From the records below, set down exactly the lines starting with the line that contains "mountain in this scene." and going on through the line that contains "people in this scene.". Nothing else is wanted.

+===+

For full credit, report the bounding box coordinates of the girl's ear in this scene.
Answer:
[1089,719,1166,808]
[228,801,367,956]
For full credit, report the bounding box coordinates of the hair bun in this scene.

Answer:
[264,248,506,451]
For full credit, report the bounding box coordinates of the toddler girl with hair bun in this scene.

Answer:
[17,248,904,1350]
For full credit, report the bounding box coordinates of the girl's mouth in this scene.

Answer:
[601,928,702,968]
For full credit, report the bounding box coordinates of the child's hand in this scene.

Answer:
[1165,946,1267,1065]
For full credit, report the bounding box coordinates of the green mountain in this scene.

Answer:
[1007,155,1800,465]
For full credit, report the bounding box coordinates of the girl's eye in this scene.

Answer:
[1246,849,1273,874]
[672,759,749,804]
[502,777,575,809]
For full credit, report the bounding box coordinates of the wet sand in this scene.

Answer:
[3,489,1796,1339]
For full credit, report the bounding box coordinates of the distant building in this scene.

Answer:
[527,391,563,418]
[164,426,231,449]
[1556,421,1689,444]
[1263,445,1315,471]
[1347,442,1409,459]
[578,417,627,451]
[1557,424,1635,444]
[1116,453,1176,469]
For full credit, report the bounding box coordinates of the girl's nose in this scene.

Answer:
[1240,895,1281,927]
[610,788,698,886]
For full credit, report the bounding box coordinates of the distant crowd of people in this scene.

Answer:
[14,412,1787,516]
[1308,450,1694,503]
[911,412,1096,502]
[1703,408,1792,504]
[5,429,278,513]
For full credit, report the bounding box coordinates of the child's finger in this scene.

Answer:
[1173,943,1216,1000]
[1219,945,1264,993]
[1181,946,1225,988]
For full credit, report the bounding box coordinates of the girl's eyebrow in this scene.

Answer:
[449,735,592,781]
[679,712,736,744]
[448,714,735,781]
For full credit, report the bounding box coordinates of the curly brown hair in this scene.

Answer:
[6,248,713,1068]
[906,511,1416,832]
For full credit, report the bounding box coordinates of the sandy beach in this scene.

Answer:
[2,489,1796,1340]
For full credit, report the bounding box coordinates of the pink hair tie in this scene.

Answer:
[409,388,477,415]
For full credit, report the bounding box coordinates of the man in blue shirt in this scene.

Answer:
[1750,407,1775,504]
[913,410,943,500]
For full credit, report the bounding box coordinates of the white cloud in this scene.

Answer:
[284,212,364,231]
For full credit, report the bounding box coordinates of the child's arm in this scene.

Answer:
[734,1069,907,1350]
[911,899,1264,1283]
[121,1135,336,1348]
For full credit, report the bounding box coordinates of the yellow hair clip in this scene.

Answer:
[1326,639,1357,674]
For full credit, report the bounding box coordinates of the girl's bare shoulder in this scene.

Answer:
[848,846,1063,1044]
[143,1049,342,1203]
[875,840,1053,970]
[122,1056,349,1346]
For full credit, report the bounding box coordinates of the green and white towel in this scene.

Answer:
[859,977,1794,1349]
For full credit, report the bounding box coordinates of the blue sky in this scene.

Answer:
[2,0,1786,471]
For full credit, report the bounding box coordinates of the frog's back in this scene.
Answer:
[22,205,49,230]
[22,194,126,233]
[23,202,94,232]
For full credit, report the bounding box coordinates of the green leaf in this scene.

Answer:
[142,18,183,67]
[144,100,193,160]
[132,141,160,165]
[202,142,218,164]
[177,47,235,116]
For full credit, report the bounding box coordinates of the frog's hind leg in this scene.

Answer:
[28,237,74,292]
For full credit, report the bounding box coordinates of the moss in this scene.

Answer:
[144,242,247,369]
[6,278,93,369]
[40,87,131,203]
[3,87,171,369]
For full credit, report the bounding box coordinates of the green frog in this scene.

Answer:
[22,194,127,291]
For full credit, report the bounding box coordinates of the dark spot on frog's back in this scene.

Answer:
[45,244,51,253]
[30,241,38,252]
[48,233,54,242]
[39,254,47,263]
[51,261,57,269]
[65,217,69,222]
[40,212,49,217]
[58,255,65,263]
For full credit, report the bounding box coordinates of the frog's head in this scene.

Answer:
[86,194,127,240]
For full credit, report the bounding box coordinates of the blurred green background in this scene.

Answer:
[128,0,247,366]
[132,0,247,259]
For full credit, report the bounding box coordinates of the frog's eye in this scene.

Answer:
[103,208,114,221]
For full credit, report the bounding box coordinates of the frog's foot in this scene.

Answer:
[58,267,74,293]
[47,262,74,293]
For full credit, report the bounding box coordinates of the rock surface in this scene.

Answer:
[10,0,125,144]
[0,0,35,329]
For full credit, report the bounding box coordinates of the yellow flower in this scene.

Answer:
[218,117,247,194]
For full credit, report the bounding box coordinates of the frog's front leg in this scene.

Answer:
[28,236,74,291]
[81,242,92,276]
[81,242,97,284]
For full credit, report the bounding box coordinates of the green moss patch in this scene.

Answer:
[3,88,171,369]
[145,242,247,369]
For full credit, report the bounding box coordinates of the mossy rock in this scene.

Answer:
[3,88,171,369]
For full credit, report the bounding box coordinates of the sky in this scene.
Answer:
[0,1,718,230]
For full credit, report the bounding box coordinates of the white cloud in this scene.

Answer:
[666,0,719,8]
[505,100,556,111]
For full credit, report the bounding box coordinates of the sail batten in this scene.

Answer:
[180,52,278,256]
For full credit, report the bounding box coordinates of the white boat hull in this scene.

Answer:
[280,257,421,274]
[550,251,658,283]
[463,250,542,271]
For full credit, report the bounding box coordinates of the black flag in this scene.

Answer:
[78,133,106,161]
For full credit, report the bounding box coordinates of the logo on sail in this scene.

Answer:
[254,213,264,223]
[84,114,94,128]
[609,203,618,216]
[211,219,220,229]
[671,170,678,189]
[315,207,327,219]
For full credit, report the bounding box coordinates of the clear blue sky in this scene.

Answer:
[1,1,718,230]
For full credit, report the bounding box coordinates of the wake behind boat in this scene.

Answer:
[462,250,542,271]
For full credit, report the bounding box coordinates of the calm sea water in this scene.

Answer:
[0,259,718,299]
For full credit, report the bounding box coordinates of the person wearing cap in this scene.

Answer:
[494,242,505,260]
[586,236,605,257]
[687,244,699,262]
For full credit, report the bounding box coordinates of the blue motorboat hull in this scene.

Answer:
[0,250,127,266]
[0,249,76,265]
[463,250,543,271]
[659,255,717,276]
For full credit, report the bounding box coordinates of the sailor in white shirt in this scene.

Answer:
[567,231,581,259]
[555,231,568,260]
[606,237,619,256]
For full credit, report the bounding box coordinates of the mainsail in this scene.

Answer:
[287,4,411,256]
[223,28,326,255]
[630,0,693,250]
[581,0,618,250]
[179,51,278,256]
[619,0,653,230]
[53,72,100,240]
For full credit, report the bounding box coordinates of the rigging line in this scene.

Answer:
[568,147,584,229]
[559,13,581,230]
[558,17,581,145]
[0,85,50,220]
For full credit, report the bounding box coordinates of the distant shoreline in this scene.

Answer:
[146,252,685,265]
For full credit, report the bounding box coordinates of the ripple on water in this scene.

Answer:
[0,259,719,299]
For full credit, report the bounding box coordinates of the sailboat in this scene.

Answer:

+===+

EXERCISE SOLUTION:
For full credit, report the bounding box coordinates of the green mountain in this scene.

Answer:
[1007,155,1800,465]
For full credit, report the bounding box coordinates of the girl's eye in this scene.

Answer:
[1246,849,1273,874]
[672,759,749,804]
[502,777,575,809]
For full credit, report the bounding box coordinates of the wet sand in this scene.

Answer:
[3,489,1796,1339]
For full credit, report the bounding box coordinates of the distant building in this scene.

Answer:
[527,391,563,418]
[164,426,231,449]
[1556,421,1689,444]
[1263,445,1315,471]
[1347,442,1409,459]
[578,417,627,451]
[1557,424,1635,444]
[1116,453,1176,469]
For full credit, report the bounding box coordinates of the girl's nose in this scene.

Answer:
[1240,895,1281,927]
[610,788,698,886]
For full credit, report the bounding box coordinates of the distant crowd of people in this scene.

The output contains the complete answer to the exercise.